> _EXERCISE PROMPT_: Search for the word "facade" in the entries. Each line that holds it should be copied.

(Data excerpts)
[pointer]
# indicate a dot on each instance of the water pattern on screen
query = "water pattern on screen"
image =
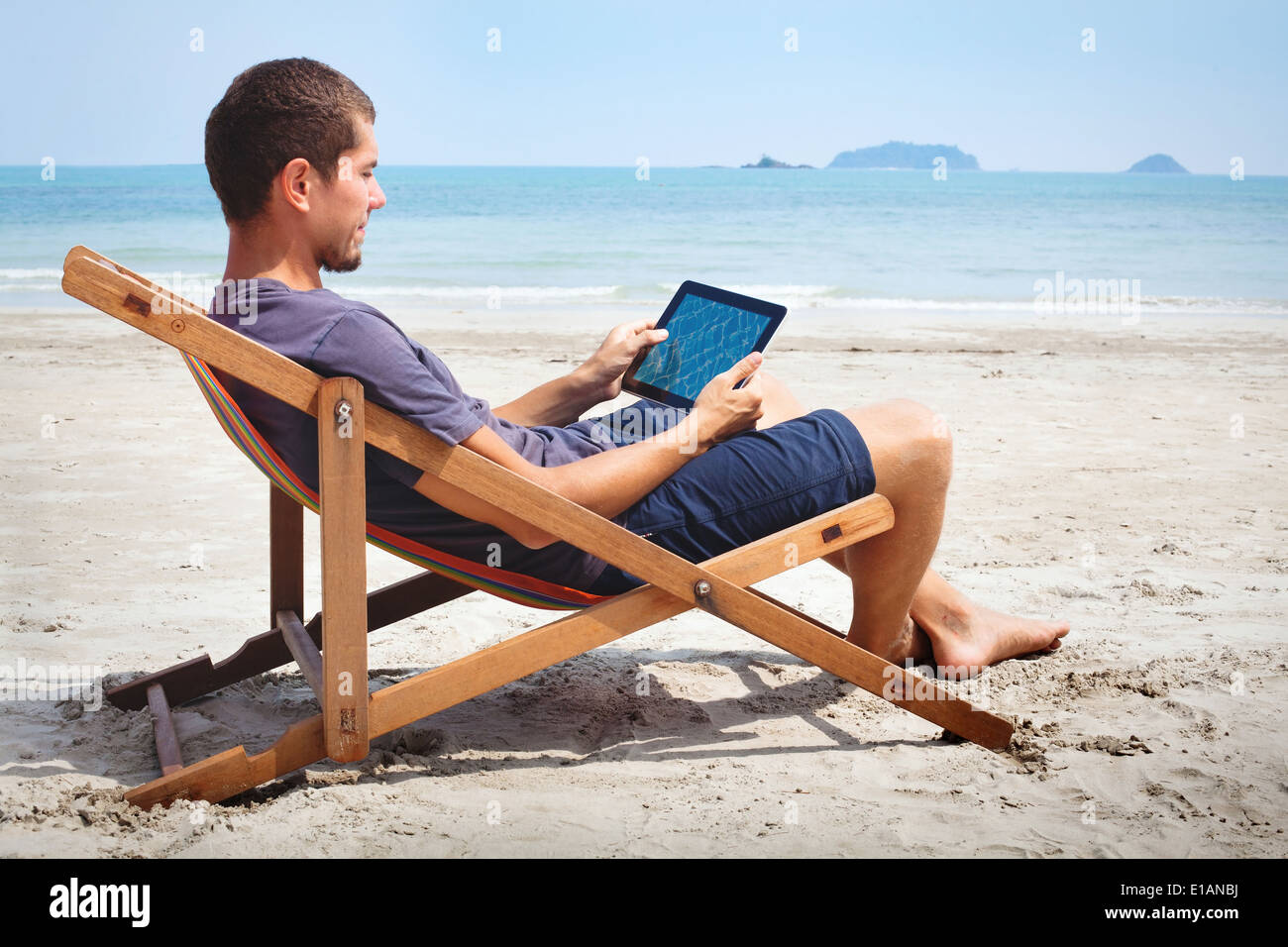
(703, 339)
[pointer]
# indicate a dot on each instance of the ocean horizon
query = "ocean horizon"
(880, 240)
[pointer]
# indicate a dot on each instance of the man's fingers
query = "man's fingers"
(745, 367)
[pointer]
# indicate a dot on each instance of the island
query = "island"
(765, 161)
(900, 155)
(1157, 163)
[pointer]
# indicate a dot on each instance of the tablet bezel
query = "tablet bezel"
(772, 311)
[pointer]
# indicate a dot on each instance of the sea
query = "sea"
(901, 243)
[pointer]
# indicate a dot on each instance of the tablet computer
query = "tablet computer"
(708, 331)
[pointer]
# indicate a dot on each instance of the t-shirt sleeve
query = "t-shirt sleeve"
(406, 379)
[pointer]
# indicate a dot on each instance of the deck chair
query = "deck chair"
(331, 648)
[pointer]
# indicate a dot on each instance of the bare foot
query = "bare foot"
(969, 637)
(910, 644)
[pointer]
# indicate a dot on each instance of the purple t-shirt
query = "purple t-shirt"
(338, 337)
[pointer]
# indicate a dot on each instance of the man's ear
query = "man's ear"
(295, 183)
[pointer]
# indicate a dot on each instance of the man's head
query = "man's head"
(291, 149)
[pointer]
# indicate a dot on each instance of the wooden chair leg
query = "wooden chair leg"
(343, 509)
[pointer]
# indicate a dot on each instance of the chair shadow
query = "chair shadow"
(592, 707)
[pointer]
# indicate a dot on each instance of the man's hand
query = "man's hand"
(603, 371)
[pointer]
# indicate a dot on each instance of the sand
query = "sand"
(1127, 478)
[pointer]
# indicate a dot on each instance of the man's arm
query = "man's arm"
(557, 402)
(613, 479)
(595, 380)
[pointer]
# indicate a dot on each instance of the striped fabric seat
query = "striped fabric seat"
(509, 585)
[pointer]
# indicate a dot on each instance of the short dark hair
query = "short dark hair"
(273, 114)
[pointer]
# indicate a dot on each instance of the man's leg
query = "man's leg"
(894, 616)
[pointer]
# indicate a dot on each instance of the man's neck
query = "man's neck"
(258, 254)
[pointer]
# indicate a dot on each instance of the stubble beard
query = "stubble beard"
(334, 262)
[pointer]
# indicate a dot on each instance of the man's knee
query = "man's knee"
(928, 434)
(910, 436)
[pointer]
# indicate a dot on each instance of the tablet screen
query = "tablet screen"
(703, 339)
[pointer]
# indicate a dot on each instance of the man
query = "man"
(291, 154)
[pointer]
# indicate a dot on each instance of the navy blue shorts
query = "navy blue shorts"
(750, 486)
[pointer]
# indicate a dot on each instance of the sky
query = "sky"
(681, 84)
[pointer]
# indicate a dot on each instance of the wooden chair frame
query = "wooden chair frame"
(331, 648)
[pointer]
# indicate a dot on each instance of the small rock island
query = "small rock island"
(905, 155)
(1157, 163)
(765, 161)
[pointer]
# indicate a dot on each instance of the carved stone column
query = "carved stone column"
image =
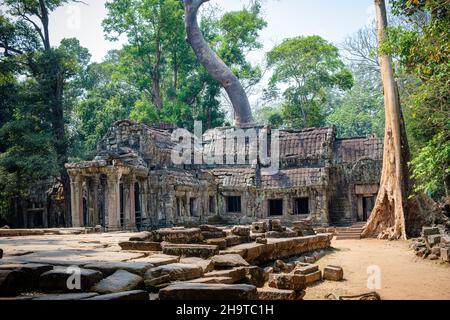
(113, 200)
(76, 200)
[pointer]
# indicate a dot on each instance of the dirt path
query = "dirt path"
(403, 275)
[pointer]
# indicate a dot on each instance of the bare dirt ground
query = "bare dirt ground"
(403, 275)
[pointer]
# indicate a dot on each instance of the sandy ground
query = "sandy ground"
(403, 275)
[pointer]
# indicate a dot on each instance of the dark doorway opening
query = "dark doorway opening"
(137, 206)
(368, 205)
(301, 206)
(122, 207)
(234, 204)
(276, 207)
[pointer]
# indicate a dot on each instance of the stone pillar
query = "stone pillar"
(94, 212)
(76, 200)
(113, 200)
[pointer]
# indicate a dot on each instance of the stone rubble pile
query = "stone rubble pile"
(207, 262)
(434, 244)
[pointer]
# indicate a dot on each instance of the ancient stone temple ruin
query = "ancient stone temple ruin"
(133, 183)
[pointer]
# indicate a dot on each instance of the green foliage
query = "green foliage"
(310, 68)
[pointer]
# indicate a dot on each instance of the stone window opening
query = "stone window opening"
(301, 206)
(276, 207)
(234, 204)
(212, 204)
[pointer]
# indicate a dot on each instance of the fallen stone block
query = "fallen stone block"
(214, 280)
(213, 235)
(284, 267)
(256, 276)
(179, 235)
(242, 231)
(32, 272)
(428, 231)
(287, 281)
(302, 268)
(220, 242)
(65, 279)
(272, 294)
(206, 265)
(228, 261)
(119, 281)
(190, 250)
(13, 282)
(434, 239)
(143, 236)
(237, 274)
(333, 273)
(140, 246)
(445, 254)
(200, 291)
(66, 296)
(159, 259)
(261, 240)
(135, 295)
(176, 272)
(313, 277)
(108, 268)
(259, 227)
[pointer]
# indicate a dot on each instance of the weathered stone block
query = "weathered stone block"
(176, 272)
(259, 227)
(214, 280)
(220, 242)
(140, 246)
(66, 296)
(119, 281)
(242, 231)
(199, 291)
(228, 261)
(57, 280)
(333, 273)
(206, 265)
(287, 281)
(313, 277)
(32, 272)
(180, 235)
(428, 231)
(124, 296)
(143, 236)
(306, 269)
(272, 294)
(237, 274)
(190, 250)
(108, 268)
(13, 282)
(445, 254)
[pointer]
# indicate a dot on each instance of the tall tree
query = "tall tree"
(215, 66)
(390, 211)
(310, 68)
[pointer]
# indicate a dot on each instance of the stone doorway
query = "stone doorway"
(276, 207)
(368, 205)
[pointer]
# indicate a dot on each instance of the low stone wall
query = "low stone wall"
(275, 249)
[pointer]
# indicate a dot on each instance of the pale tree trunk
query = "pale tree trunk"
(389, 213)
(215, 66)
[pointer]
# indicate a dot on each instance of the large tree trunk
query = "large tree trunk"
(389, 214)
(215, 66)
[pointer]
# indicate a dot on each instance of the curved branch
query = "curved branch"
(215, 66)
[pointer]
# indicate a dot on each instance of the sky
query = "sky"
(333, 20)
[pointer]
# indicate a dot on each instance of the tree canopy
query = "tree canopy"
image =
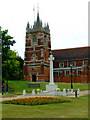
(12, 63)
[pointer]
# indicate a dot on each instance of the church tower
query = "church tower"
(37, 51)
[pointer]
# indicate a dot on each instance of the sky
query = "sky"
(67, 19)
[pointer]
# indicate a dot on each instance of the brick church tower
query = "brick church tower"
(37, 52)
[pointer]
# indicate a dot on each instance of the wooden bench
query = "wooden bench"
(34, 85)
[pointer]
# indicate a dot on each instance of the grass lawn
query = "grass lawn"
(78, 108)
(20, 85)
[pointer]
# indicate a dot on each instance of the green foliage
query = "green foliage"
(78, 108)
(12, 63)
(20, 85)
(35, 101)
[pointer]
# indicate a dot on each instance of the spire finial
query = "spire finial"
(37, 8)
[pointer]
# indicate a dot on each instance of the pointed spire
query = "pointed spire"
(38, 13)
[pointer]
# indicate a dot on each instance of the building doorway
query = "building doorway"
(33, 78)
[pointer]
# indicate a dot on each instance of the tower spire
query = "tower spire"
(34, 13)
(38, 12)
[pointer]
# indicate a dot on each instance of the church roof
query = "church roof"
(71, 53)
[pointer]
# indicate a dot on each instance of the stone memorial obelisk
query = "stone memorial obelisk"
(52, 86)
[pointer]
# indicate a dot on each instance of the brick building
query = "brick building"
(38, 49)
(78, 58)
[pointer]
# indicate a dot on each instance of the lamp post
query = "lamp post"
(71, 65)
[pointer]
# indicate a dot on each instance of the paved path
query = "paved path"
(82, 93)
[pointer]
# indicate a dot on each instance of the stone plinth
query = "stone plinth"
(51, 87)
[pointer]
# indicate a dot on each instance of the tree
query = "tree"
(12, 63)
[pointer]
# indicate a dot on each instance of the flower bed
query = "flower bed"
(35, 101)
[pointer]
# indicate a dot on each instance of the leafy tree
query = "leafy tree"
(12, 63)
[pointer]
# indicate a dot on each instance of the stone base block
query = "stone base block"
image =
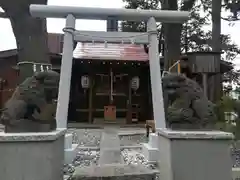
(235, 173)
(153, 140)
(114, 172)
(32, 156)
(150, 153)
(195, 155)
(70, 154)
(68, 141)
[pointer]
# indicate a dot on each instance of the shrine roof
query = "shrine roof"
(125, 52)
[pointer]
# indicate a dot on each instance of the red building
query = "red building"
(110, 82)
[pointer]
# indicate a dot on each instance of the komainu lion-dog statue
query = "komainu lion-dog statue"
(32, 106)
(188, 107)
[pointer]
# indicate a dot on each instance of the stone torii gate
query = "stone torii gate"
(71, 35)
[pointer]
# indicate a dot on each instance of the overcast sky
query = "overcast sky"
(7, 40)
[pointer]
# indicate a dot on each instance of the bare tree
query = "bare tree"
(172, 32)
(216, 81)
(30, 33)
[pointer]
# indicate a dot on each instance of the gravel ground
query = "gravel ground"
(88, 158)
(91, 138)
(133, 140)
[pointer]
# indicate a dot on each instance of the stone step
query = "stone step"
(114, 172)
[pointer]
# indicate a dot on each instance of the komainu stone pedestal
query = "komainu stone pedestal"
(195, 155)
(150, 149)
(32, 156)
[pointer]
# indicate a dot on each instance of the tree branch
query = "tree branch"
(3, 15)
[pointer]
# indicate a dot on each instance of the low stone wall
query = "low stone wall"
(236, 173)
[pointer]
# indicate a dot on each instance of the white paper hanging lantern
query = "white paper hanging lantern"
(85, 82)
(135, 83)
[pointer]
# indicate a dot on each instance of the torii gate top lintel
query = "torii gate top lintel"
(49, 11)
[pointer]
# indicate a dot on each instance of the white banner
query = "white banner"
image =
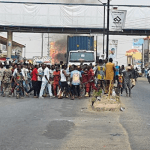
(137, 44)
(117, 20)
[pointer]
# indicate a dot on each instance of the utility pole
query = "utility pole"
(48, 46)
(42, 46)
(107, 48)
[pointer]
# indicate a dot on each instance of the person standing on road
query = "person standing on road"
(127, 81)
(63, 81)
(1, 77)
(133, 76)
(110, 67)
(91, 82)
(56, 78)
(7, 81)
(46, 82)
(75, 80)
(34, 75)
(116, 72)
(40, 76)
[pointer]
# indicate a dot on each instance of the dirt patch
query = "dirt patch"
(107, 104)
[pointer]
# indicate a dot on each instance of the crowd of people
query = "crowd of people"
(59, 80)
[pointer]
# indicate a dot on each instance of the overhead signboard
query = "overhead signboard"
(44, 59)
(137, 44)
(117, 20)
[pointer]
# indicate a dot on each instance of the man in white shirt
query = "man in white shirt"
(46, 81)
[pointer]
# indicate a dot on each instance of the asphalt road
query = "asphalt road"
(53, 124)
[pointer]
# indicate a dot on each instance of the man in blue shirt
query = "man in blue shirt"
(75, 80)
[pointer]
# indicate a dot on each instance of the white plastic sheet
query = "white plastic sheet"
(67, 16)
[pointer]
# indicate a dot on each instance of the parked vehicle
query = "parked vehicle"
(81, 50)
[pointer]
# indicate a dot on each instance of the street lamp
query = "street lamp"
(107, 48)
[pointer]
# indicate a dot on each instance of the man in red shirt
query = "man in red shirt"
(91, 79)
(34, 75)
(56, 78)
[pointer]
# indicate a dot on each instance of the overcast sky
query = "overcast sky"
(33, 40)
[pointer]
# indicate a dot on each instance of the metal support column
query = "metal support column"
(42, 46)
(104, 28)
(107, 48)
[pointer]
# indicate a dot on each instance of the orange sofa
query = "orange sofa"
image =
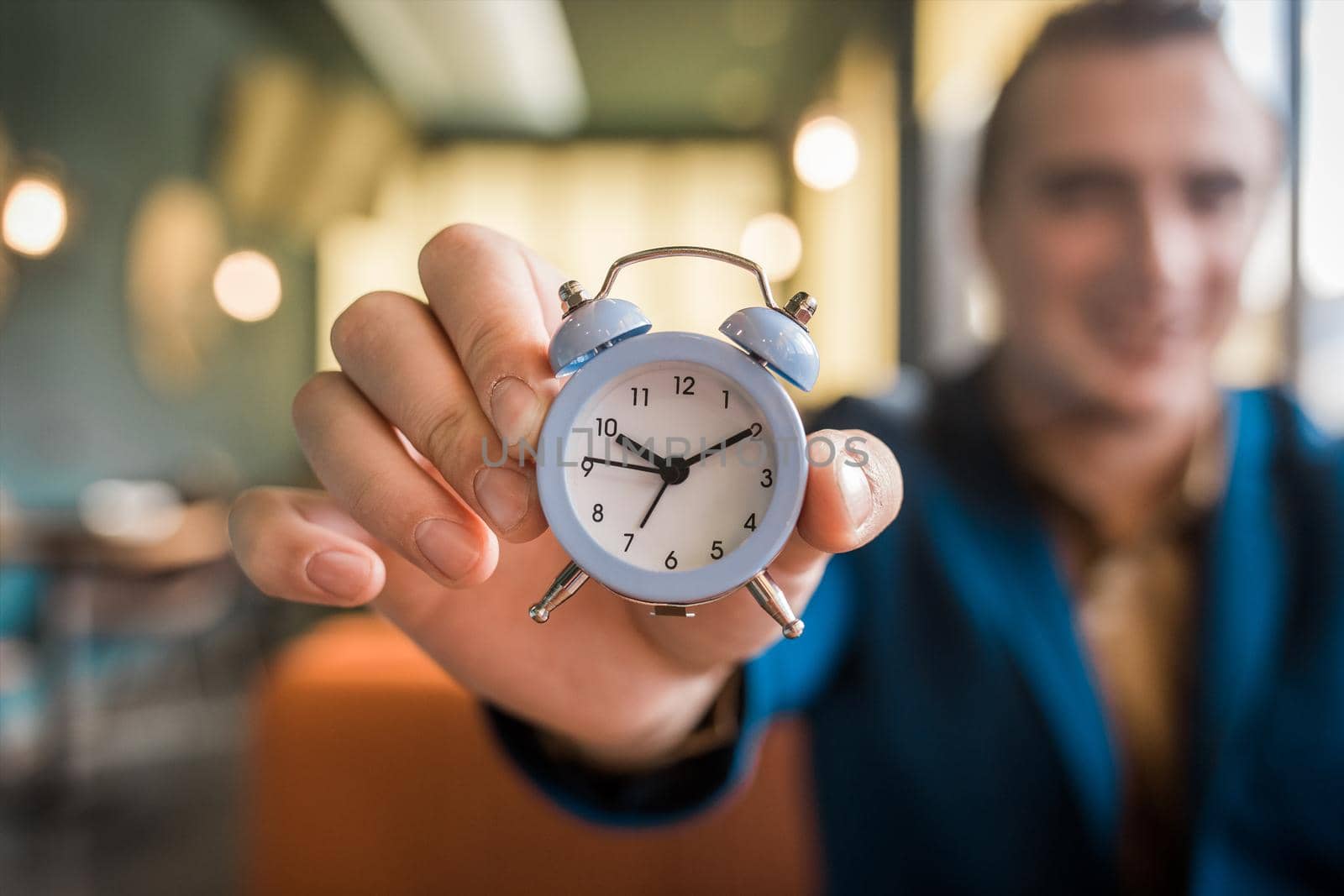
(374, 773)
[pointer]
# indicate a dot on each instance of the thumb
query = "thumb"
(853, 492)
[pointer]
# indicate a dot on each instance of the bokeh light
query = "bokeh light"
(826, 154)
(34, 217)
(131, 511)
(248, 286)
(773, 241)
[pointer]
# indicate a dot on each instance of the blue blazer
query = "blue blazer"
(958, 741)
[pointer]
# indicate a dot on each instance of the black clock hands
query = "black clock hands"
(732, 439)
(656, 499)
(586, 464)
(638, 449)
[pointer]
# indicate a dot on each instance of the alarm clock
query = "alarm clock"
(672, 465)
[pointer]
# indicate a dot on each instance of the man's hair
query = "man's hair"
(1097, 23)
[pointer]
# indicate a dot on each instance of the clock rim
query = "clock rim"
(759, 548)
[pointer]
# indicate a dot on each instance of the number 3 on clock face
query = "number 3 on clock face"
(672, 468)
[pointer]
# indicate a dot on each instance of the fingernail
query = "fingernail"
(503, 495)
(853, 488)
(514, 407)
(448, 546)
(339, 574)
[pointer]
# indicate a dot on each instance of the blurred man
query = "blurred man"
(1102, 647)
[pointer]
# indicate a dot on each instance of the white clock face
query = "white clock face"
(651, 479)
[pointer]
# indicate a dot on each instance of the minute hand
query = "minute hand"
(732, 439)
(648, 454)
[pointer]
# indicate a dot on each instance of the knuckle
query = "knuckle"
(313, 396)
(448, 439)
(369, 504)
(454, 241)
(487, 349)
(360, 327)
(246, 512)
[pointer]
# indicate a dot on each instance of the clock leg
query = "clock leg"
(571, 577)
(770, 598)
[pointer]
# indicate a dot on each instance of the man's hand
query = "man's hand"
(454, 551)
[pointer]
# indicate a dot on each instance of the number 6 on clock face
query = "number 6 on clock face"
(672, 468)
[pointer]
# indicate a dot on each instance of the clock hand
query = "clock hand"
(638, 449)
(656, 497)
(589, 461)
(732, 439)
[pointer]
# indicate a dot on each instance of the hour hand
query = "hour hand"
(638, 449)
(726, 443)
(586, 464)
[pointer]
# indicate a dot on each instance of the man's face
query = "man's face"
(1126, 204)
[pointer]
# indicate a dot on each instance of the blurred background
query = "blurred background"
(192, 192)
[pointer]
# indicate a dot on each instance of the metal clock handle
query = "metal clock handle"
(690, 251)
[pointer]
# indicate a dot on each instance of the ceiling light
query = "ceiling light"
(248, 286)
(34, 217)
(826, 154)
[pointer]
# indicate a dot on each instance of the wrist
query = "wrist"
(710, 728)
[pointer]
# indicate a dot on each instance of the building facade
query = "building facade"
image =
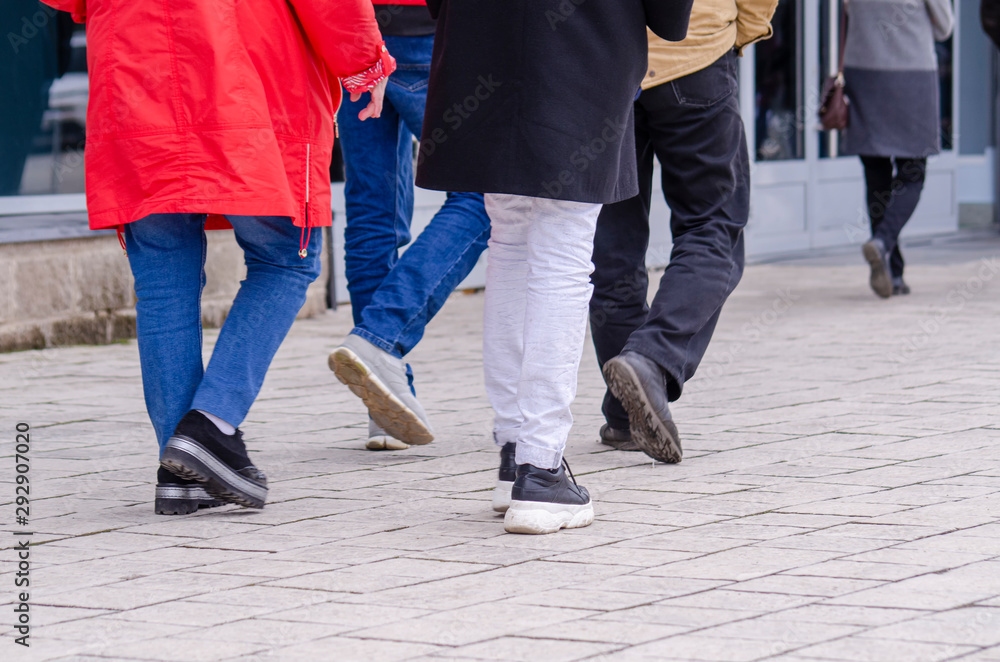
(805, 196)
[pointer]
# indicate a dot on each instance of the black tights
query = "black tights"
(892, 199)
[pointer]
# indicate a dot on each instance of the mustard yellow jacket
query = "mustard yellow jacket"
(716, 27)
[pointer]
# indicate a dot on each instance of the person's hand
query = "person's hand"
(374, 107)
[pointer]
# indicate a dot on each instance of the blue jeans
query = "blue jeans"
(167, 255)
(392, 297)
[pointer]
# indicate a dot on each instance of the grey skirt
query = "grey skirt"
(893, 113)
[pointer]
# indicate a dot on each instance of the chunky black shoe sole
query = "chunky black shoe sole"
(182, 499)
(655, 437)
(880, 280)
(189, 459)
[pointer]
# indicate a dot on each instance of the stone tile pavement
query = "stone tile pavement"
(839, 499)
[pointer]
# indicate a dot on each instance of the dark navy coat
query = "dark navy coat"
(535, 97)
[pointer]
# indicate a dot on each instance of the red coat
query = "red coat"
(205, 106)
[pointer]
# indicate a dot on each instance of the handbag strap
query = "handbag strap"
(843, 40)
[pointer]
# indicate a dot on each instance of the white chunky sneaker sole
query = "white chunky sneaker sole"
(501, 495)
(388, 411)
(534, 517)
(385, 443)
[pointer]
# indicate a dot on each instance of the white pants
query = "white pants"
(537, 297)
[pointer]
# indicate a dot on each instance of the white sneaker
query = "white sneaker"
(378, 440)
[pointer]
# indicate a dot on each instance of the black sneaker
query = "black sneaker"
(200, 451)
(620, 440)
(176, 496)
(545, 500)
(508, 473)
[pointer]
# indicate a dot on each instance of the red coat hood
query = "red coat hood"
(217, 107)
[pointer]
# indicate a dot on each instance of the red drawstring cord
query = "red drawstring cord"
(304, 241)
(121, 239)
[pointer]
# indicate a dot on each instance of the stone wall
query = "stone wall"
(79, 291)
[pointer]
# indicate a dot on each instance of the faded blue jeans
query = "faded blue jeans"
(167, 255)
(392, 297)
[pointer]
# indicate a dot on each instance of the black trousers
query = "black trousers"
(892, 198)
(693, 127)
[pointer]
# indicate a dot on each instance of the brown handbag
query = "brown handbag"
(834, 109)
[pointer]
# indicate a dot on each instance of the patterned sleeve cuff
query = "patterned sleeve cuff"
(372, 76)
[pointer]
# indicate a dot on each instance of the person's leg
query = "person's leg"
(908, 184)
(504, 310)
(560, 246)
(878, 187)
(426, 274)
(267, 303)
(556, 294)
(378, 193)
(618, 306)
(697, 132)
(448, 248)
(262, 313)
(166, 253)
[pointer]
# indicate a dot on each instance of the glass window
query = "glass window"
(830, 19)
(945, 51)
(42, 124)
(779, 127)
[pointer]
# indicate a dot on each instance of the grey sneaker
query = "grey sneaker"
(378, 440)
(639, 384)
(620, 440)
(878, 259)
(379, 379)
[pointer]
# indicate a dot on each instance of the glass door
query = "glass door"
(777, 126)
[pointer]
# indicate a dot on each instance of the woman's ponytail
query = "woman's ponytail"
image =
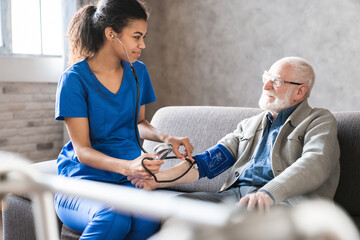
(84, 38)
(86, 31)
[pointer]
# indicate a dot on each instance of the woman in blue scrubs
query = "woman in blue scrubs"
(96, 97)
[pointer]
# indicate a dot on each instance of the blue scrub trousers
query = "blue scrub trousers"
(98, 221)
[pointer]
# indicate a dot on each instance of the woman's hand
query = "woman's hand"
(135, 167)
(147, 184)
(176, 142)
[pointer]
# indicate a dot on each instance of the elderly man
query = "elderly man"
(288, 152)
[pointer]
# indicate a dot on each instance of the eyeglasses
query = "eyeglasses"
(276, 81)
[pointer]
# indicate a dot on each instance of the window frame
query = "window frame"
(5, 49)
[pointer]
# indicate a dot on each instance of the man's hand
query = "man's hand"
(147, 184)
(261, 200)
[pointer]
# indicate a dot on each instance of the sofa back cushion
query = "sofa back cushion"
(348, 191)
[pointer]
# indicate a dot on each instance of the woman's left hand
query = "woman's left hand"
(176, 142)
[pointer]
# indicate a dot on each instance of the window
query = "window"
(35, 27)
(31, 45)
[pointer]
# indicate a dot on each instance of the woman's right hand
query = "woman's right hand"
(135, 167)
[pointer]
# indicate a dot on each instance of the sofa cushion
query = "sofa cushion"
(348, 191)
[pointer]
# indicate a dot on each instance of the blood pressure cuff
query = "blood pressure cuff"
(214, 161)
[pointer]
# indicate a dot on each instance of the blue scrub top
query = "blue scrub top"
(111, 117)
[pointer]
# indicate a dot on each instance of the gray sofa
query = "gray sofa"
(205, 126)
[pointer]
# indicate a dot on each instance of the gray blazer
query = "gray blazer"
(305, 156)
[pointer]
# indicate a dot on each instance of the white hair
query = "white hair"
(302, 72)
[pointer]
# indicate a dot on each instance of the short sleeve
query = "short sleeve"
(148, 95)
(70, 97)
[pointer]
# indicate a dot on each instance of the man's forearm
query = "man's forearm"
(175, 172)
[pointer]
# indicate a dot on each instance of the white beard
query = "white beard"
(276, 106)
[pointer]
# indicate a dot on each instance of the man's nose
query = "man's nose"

> _SOLUTION FOR THIS PROBLEM_:
# indicate a dot on each instance of the building facade
query = "building facade"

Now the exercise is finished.